== Work required ==
Please find every line in the entries below that contains the string "negative" and copy each of those lines.

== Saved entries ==
BEGIN

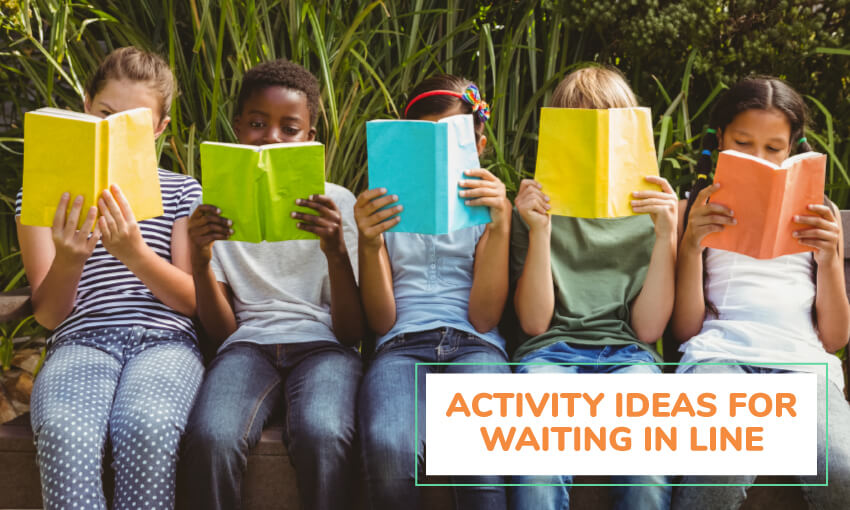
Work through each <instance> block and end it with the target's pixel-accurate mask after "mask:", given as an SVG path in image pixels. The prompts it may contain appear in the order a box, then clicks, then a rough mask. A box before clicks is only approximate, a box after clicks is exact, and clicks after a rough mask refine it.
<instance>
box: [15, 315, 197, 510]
mask: <svg viewBox="0 0 850 510" xmlns="http://www.w3.org/2000/svg"><path fill="white" fill-rule="evenodd" d="M203 371H204V367H203V364H202V363H201V356H200V353H199V352H198V349H197V348H196V346H195V343H194V340H193V339H192V338H190V337H189V336H187V335H185V334H184V333H179V332H175V331H168V330H161V329H147V328H144V327H141V326H134V327H122V328H101V329H95V330H89V331H82V332H77V333H73V334H71V335H68V336H67V337H63V338H60V339H58V340H57V341H56V342H55V343H53V344H51V346H50V347H49V349H48V351H47V357H46V359H45V362H44V366H43V368H42V369H41V372H39V374H38V377H37V378H36V380H35V386H34V387H33V393H32V404H31V412H32V415H31V420H32V428H33V432H34V434H35V444H36V450H37V460H38V466H39V470H40V472H41V493H42V498H43V500H44V508H46V509H53V508H57V509H64V508H86V509H105V508H106V500H105V498H104V494H103V486H102V484H101V476H102V466H103V454H104V447H105V444H106V439H107V435H108V437H109V440H110V442H111V443H112V458H113V463H112V465H113V467H114V469H115V495H114V498H113V505H112V508H114V509H125V508H127V509H129V508H145V509H160V508H161V509H170V508H173V507H174V485H175V484H174V478H175V470H176V464H177V448H178V446H179V443H180V437H181V435H182V433H183V429H184V426H185V423H186V420H187V419H188V417H189V411H190V409H191V408H192V403H193V401H194V400H195V393H196V392H197V391H198V387H199V386H200V384H201V378H202V377H203Z"/></svg>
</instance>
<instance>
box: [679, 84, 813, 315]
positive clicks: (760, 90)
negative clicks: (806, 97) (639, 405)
mask: <svg viewBox="0 0 850 510" xmlns="http://www.w3.org/2000/svg"><path fill="white" fill-rule="evenodd" d="M753 109H756V110H770V109H775V110H778V111H779V112H781V113H782V114H783V115H784V116H785V118H786V119H787V120H788V123H789V124H790V125H791V133H790V138H789V144H790V145H791V146H792V147H794V146H795V145H796V151H795V153H800V152H808V151H810V150H812V148H811V146H810V145H809V144H808V143H807V142H806V141H803V142H802V143H797V140H800V139H801V138H802V137H803V134H804V132H805V130H806V127H807V126H808V123H809V112H808V108H806V104H805V103H804V102H803V98H802V97H801V96H800V94H799V93H797V91H796V90H794V89H793V88H791V86H790V85H788V84H787V83H785V82H784V81H782V80H780V79H778V78H774V77H771V76H752V77H749V78H744V79H743V80H741V81H739V82H738V83H736V84H735V85H733V86H732V87H731V88H730V89H729V90H727V91H725V92H724V93H723V94H721V95H720V97H719V98H718V99H717V103H715V105H714V107H713V108H712V110H711V116H710V117H709V126H708V130H707V131H706V132H705V134H704V135H703V136H702V146H701V149H700V155H699V159H698V160H697V166H696V169H697V174H698V176H697V180H696V182H694V185H693V187H692V188H691V191H690V194H689V195H688V202H687V206H686V207H685V214H684V224H683V226H682V229H683V232H684V230H685V229H687V228H688V214H689V213H690V211H691V207H692V206H693V204H694V202H695V201H696V197H697V195H698V194H699V192H700V191H702V190H703V189H705V188H707V187H708V186H710V185H711V184H712V182H713V179H712V178H711V170H712V154H713V153H714V151H716V150H717V149H718V148H719V140H720V132H721V131H722V130H724V129H726V126H728V125H729V124H731V123H732V121H733V120H735V117H737V116H738V115H739V114H741V113H743V112H745V111H747V110H753ZM702 256H703V285H706V284H707V283H708V273H707V271H706V268H705V251H703V254H702ZM812 277H813V278H815V274H814V273H813V275H812ZM705 305H706V308H707V310H708V311H709V312H711V313H712V314H714V315H717V308H716V307H715V306H714V304H712V303H711V302H710V301H709V300H708V299H707V298H706V300H705ZM812 320H813V322H814V323H815V324H817V318H816V316H815V309H814V306H813V307H812Z"/></svg>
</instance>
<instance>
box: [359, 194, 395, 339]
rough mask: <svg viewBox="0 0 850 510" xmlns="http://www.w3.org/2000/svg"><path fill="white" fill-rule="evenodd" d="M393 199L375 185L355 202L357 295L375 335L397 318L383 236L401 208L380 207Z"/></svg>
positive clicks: (390, 207) (391, 195)
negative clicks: (357, 286)
mask: <svg viewBox="0 0 850 510" xmlns="http://www.w3.org/2000/svg"><path fill="white" fill-rule="evenodd" d="M385 195H386V196H385ZM395 202H398V196H396V195H387V190H386V189H385V188H375V189H370V190H366V191H364V192H363V193H361V194H360V196H359V197H357V202H356V203H355V204H354V219H355V220H357V230H358V232H359V240H358V243H357V250H358V257H357V259H358V262H359V264H360V296H361V297H362V299H363V309H364V310H365V311H366V320H367V321H368V322H369V327H370V328H372V331H374V332H375V333H377V334H378V335H384V334H386V333H387V332H388V331H389V330H390V329H392V327H393V324H395V319H396V317H395V296H394V294H393V273H392V268H391V267H390V258H389V254H388V253H387V247H386V245H385V244H384V235H383V234H384V232H386V231H387V230H389V229H390V228H392V227H393V226H395V225H396V224H397V223H398V222H399V221H401V218H400V217H399V216H396V215H397V214H398V213H400V212H401V210H402V208H403V207H402V206H401V205H395V206H393V207H387V208H386V209H383V207H385V206H388V205H390V204H393V203H395ZM394 216H395V217H394Z"/></svg>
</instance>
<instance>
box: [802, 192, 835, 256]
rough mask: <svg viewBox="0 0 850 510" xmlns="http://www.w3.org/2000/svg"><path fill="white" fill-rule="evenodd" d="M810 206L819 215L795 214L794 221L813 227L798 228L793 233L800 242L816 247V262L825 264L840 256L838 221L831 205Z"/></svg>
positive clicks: (813, 247)
mask: <svg viewBox="0 0 850 510" xmlns="http://www.w3.org/2000/svg"><path fill="white" fill-rule="evenodd" d="M808 208H809V211H812V212H813V213H815V214H817V216H814V215H810V214H806V215H797V216H794V222H795V223H800V224H803V225H808V226H811V227H812V228H807V229H802V230H796V231H794V233H793V234H792V235H793V236H794V237H796V238H797V240H798V241H800V244H804V245H806V246H811V247H813V248H815V262H817V263H818V265H823V264H825V263H827V262H829V261H830V260H834V259H835V258H836V257H838V242H839V241H840V240H841V237H840V234H839V232H840V230H839V228H838V222H837V221H836V220H835V216H834V215H833V214H832V209H831V208H830V207H829V206H826V205H823V204H810V205H809V207H808Z"/></svg>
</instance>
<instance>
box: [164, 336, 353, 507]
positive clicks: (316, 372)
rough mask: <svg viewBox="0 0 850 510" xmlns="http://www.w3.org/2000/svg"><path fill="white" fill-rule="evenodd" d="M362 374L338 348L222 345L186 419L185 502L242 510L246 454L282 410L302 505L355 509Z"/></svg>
mask: <svg viewBox="0 0 850 510" xmlns="http://www.w3.org/2000/svg"><path fill="white" fill-rule="evenodd" d="M361 374H362V363H361V361H360V356H359V355H358V353H357V351H356V350H354V349H353V348H350V347H345V346H343V345H340V344H338V343H335V342H306V343H295V344H275V345H258V344H254V343H250V342H237V343H234V344H231V345H230V346H228V347H226V348H225V349H224V350H222V351H221V352H220V353H218V355H217V356H216V357H215V358H214V359H213V361H212V363H211V364H210V366H209V368H208V369H207V375H206V378H205V379H204V383H203V386H202V387H201V391H200V393H199V394H198V400H197V402H196V404H195V408H194V409H193V411H192V415H191V417H190V419H189V425H188V427H187V431H186V437H185V440H184V449H183V459H182V460H181V463H180V471H181V473H180V475H181V476H180V481H181V484H182V485H181V487H182V488H181V492H182V493H183V494H182V499H183V500H184V501H185V505H186V506H187V507H189V508H199V509H203V510H213V509H228V510H233V509H238V508H240V507H241V506H242V492H241V489H242V479H243V477H244V474H245V468H246V465H247V461H248V451H249V450H250V449H251V447H253V446H254V445H256V444H257V442H259V440H260V436H261V434H262V431H263V427H264V426H265V425H266V423H267V422H268V421H269V418H270V417H271V416H272V413H274V412H276V411H278V410H279V409H281V408H283V416H284V430H283V439H284V443H286V446H287V448H288V450H289V455H290V460H291V462H292V464H293V465H294V466H295V475H296V482H297V485H298V493H299V496H300V499H301V505H302V508H309V509H340V508H349V507H352V506H353V505H354V499H355V498H354V497H353V495H352V492H353V482H354V478H355V473H356V469H355V468H356V466H357V464H356V458H355V456H354V455H355V451H354V446H353V444H354V439H355V408H354V404H355V397H356V395H357V386H358V384H359V382H360V376H361ZM183 491H185V492H183Z"/></svg>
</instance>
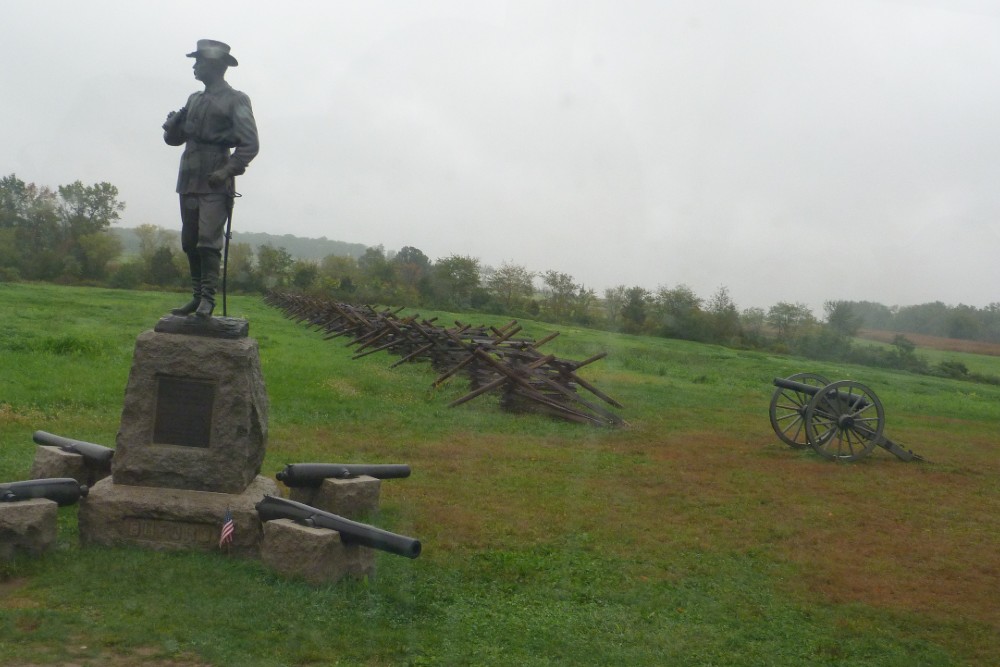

END

== Solved problem ==
negative clicks: (806, 97) (639, 405)
negative clicks: (357, 286)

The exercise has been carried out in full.